## CONSIGNE
Poursuivez le texte sur l'accès à l'avortement au Canada à partir de sa dernière phrase.

## TEXTE

Des obstacles subsistent au Canada
Ici, au pays, plusieurs Canadiennes rencontrent des obstacles pour avoir accès à un avortement. Dans tout le Canada, seulement un hôpital sur six pratique des avortements ; la majorité de ceux-ci sont situés dans de grandes villes situées à moins de 150 km de la frontière sud. Et, bien que Trudeau ait salué l’ouverture de la première clinique d’avortement à l’Île-du-Prince-Édouard, son gouvernement ne fait pas des pieds et des mains pour aller plus loin.
Mifepristone – la pilule que l’Organisation mondiale de la Santé a inscrite sur sa liste de médicaments essentiels – a finalement était approuvée au Canada l’été dernier. Cette pilule utilisée pour provoquer médicalement un avortement offre un énorme potentiel pour accroître l’accès à l’interruption volontaire de grossesse, en particulier dans les régions isolées du Canada. Toutefois, les règles imposées par Santé Canada pour son utilisation sont indûment contraignantes. Si on ne les révise pas, elles affecteront la dignité des personnes qui recourent à des soins d’avortement et elles nuiront à l’accès à cette pilule.

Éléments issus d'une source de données

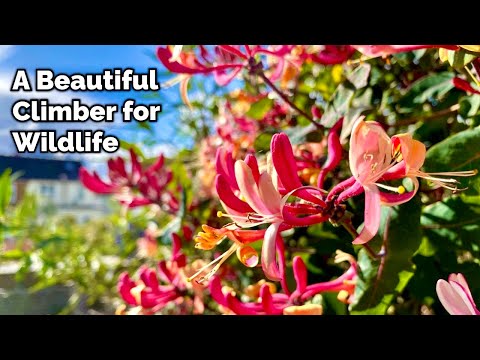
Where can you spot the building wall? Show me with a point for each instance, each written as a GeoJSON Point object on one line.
{"type": "Point", "coordinates": [67, 196]}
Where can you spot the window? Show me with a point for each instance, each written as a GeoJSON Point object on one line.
{"type": "Point", "coordinates": [47, 190]}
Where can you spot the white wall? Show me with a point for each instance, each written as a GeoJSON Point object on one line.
{"type": "Point", "coordinates": [68, 196]}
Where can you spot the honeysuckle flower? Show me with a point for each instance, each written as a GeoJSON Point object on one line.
{"type": "Point", "coordinates": [138, 187]}
{"type": "Point", "coordinates": [295, 303]}
{"type": "Point", "coordinates": [117, 172]}
{"type": "Point", "coordinates": [464, 85]}
{"type": "Point", "coordinates": [370, 157]}
{"type": "Point", "coordinates": [374, 157]}
{"type": "Point", "coordinates": [147, 245]}
{"type": "Point", "coordinates": [148, 293]}
{"type": "Point", "coordinates": [328, 54]}
{"type": "Point", "coordinates": [413, 154]}
{"type": "Point", "coordinates": [252, 198]}
{"type": "Point", "coordinates": [225, 63]}
{"type": "Point", "coordinates": [455, 296]}
{"type": "Point", "coordinates": [372, 51]}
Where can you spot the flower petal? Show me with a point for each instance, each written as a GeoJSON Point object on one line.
{"type": "Point", "coordinates": [93, 182]}
{"type": "Point", "coordinates": [300, 274]}
{"type": "Point", "coordinates": [227, 196]}
{"type": "Point", "coordinates": [215, 287]}
{"type": "Point", "coordinates": [284, 161]}
{"type": "Point", "coordinates": [251, 161]}
{"type": "Point", "coordinates": [372, 215]}
{"type": "Point", "coordinates": [269, 261]}
{"type": "Point", "coordinates": [223, 78]}
{"type": "Point", "coordinates": [267, 301]}
{"type": "Point", "coordinates": [391, 199]}
{"type": "Point", "coordinates": [451, 299]}
{"type": "Point", "coordinates": [248, 188]}
{"type": "Point", "coordinates": [269, 195]}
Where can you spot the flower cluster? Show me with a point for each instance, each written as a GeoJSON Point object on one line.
{"type": "Point", "coordinates": [251, 195]}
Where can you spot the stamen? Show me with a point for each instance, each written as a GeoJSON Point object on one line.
{"type": "Point", "coordinates": [343, 296]}
{"type": "Point", "coordinates": [399, 189]}
{"type": "Point", "coordinates": [221, 259]}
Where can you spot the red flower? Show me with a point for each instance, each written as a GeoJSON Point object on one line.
{"type": "Point", "coordinates": [137, 187]}
{"type": "Point", "coordinates": [156, 289]}
{"type": "Point", "coordinates": [289, 303]}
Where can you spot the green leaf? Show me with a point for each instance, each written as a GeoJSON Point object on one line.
{"type": "Point", "coordinates": [262, 142]}
{"type": "Point", "coordinates": [458, 152]}
{"type": "Point", "coordinates": [428, 87]}
{"type": "Point", "coordinates": [453, 224]}
{"type": "Point", "coordinates": [459, 58]}
{"type": "Point", "coordinates": [376, 287]}
{"type": "Point", "coordinates": [259, 109]}
{"type": "Point", "coordinates": [342, 98]}
{"type": "Point", "coordinates": [174, 225]}
{"type": "Point", "coordinates": [301, 134]}
{"type": "Point", "coordinates": [359, 76]}
{"type": "Point", "coordinates": [469, 106]}
{"type": "Point", "coordinates": [5, 190]}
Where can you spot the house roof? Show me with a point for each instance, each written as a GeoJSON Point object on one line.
{"type": "Point", "coordinates": [42, 169]}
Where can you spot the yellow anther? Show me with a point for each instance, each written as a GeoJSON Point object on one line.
{"type": "Point", "coordinates": [343, 296]}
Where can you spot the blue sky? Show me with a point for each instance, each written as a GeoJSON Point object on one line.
{"type": "Point", "coordinates": [86, 59]}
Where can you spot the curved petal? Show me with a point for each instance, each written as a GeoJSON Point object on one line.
{"type": "Point", "coordinates": [227, 196]}
{"type": "Point", "coordinates": [372, 215]}
{"type": "Point", "coordinates": [251, 161]}
{"type": "Point", "coordinates": [269, 261]}
{"type": "Point", "coordinates": [451, 299]}
{"type": "Point", "coordinates": [225, 165]}
{"type": "Point", "coordinates": [136, 167]}
{"type": "Point", "coordinates": [391, 199]}
{"type": "Point", "coordinates": [342, 186]}
{"type": "Point", "coordinates": [240, 308]}
{"type": "Point", "coordinates": [300, 274]}
{"type": "Point", "coordinates": [284, 161]}
{"type": "Point", "coordinates": [215, 287]}
{"type": "Point", "coordinates": [354, 190]}
{"type": "Point", "coordinates": [269, 195]}
{"type": "Point", "coordinates": [267, 301]}
{"type": "Point", "coordinates": [248, 188]}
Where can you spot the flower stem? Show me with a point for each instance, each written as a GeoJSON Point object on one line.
{"type": "Point", "coordinates": [352, 231]}
{"type": "Point", "coordinates": [287, 100]}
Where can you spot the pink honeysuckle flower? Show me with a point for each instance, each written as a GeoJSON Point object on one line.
{"type": "Point", "coordinates": [150, 295]}
{"type": "Point", "coordinates": [119, 177]}
{"type": "Point", "coordinates": [455, 296]}
{"type": "Point", "coordinates": [370, 157]}
{"type": "Point", "coordinates": [138, 187]}
{"type": "Point", "coordinates": [374, 157]}
{"type": "Point", "coordinates": [329, 54]}
{"type": "Point", "coordinates": [382, 50]}
{"type": "Point", "coordinates": [334, 154]}
{"type": "Point", "coordinates": [412, 156]}
{"type": "Point", "coordinates": [252, 198]}
{"type": "Point", "coordinates": [308, 157]}
{"type": "Point", "coordinates": [294, 303]}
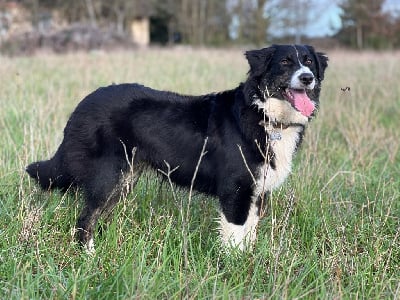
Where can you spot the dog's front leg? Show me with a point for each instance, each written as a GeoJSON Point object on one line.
{"type": "Point", "coordinates": [238, 227]}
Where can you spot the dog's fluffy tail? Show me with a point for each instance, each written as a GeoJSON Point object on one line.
{"type": "Point", "coordinates": [50, 174]}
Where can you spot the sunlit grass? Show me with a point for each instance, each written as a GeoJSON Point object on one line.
{"type": "Point", "coordinates": [332, 231]}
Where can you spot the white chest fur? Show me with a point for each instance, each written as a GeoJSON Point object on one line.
{"type": "Point", "coordinates": [284, 148]}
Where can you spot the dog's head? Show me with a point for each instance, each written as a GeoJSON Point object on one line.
{"type": "Point", "coordinates": [285, 81]}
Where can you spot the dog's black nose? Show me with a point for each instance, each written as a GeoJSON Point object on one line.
{"type": "Point", "coordinates": [306, 78]}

## RÉSULTAT DE L'EXERCICE
Des efforts insuffisants à l’étranger
Mais il ne s’agit pas uniquement du rôle du premier ministre Trudeau au Canada. Le renouvellement de l’Initiative de Muskoka offre au Gouvernement du Canada l’occasion de faire progresser considérablement la santé et les droits des femmes et filles du monde entier. La ministre Marie-Claude Bibeau peut et doit remplir son mandat en matière de développement international et combler les lacunes de l’Initiative de Muskoka en ce qui concerne la santé et les droits génésiques.
En mars 2016, la ministre Bibeau a fait les premiers pas en annonçant l’engagement renouvelé du Canada envers l’amélioration de la santé sexuelle et génésique dans les pays en développement. Le gouvernement a annoncé son appui à des projets du Fonds des Nations Unies pour la population, ainsi qu’un soutien institutionnel s’élevant à 76 millions $ et une somme additionnelle de 5 millions $ pour des fournitures contraceptives. Cette annonce va dans le sens de l’accès universel à la santé et aux droits sexuels et génésiques, mais cela ne suffit pas.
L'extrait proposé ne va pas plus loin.